▶ _TASK DESCRIPTION_: Each line in the entries that has the word "window" has to be copied.

▶ _PROVIDED ENTRIES_:
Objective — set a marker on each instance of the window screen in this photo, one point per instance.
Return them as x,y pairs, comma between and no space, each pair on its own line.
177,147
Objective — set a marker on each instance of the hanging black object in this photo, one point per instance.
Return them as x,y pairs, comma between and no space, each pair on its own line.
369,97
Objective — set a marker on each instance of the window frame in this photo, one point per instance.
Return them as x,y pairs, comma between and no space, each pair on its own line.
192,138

==

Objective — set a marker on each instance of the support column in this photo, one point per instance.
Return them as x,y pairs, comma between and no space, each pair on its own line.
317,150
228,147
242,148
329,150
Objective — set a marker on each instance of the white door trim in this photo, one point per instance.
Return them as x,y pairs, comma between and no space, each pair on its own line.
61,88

* * *

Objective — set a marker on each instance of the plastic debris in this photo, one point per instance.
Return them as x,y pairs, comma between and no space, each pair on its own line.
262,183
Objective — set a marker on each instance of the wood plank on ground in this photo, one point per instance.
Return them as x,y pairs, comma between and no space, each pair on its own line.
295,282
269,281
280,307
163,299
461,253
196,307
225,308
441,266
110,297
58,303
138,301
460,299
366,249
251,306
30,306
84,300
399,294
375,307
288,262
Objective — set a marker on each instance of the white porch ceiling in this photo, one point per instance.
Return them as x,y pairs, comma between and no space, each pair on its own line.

▶ _YOUR SOLUTION_:
Objective — set a marker on each instance of the window screen in this photo, one point per instance.
Objective — set a marker on each instance of the window frame in this photo, one point per instance.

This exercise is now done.